_Document text_
In this tutorial, we will guide you through setting up Apache Liminal on your local machine and run a simple machine-learning workflow, based on the classic Iris dataset classification example.
More details in this link.
Note: Make sure kubernetes cluster is running in docker desktop
We will define the following steps and services to implement the Iris classification example:
Train, Validate & Deploy - Training and validation execution is managed by Liminal Airflow extension. The training task trains a regression model using a public dataset.
We then validate the model and deploy it to a model-store in mounted volume.
Inference - online inference is done using a Python Flask service running on the local Kubernetes in docker desktop. The service exposes the /predict
endpoint. It reads the model stored in the mounted drive and uses it to evaluate the request.
In the dev folder, clone the example code from liminal:
git clone https://github.com/apache/incubator-liminal
Note: You just cloned the entire Liminal Project, you actually only need examples folder.
Create a python virtual environment to isolate your runs:
cd incubator-liminal/examples/aws-ml-app-demo python3 -m venv env
Activate your virtual environment:
source env/bin/activate
Now we are ready to install liminal:
pip install apache-liminal
The build will create docker images based on the liminal.yml file in the images
section and will create a kubernetes local volume.
Be informed that all tasks use a mounted volume as defined in the pipeline YAML.
In our case the mounted volume will point to the liminal Iris Classification example. The training task trains a regression model using a public dataset. We then validate the model and deploy it to a model-store in the mounted volume.
liminal build
The deploy command deploys a liminal server and deploys any liminal.yml files in your working directory or any of its subdirectories to your liminal home directory.
liminal deploy --clean
Note: liminal home directory is located in the path defined in LIMINAL_HOME env variable. If the LIMINAL_HOME environemnet variable is not defined, home directory defaults to ~/liminal_home directory.
The start command spins up 3 containers that load the Apache Airflow stack. Liminal's Airflow extension is responsible to execute the workflows defined in the liminal.yml file as standard Airflow DAGs.

_Data rows_
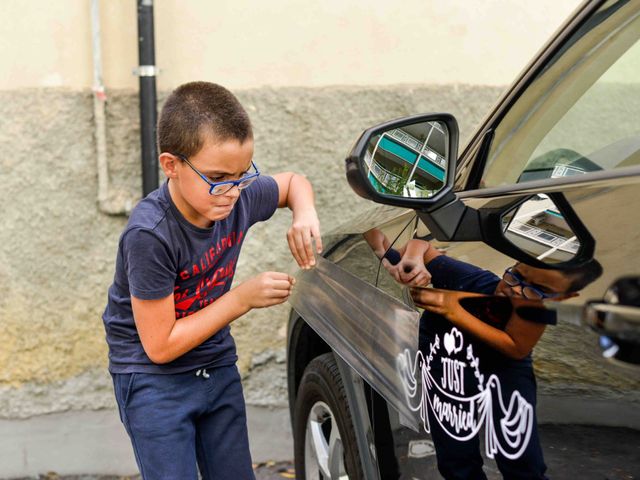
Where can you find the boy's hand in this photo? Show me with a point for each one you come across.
(265, 290)
(304, 227)
(442, 302)
(411, 271)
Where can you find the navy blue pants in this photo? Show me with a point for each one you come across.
(181, 422)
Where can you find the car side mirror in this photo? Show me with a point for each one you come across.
(410, 162)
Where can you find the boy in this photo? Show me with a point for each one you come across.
(171, 355)
(503, 350)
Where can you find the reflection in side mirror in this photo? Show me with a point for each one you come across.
(538, 227)
(409, 161)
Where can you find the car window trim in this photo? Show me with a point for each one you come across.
(551, 184)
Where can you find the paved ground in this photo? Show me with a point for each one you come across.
(264, 471)
(571, 452)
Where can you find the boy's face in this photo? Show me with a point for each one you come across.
(548, 281)
(218, 161)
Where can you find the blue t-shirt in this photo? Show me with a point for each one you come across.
(161, 253)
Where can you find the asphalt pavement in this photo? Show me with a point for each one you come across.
(571, 452)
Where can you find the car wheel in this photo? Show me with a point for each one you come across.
(325, 440)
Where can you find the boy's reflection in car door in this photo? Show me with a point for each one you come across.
(476, 338)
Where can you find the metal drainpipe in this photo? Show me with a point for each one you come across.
(148, 108)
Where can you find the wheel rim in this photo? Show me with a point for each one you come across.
(323, 450)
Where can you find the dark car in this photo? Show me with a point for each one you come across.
(550, 180)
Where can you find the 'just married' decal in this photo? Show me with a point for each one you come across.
(438, 381)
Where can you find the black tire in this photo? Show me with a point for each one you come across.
(321, 395)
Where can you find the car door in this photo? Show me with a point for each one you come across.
(564, 148)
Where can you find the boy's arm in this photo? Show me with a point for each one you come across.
(295, 192)
(164, 338)
(515, 341)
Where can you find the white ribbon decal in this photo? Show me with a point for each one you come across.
(461, 415)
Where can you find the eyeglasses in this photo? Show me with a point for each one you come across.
(513, 279)
(220, 188)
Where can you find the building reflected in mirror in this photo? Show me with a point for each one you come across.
(410, 161)
(538, 227)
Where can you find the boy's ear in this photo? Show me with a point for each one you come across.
(169, 164)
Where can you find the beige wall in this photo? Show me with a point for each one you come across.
(252, 43)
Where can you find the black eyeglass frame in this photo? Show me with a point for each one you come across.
(526, 287)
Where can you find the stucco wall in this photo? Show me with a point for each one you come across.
(58, 250)
(252, 43)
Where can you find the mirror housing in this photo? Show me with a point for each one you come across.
(356, 164)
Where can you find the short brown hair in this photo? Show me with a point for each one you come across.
(196, 109)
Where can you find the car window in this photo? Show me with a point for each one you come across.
(580, 114)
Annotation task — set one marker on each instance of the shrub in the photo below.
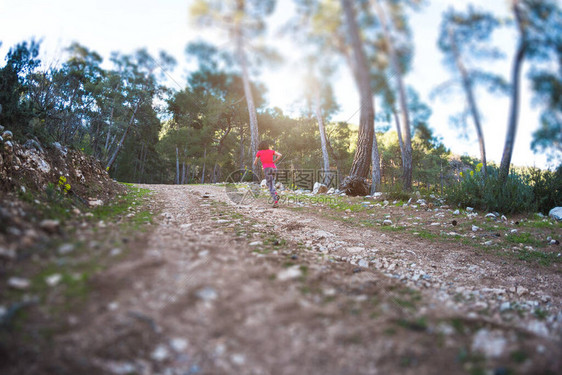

_Task requirements_
Please copy word for word the part of the Liminal setup tutorial starting at "More details in" and ending at "need examples folder.". Rely only on the Liminal setup tutorial for what comes next.

_Written answer_
More details in this link.
Note: Make sure kubernetes cluster is running in docker desktop
We will define the following steps and services to implement the Iris classification example:
Train, Validate & Deploy - Training and validation execution is managed by Liminal Airflow extension. The training task trains a regression model using a public dataset.
We then validate the model and deploy it to a model-store in mounted volume.
Inference - online inference is done using a Python Flask service running on the local Kubernetes in docker desktop. The service exposes the /predict
endpoint. It reads the model stored in the mounted drive and uses it to evaluate the request.
In the dev folder, clone the example code from liminal:
git clone https://github.com/apache/incubator-liminal
Note: You just cloned the entire Liminal Project, you actually only need examples folder.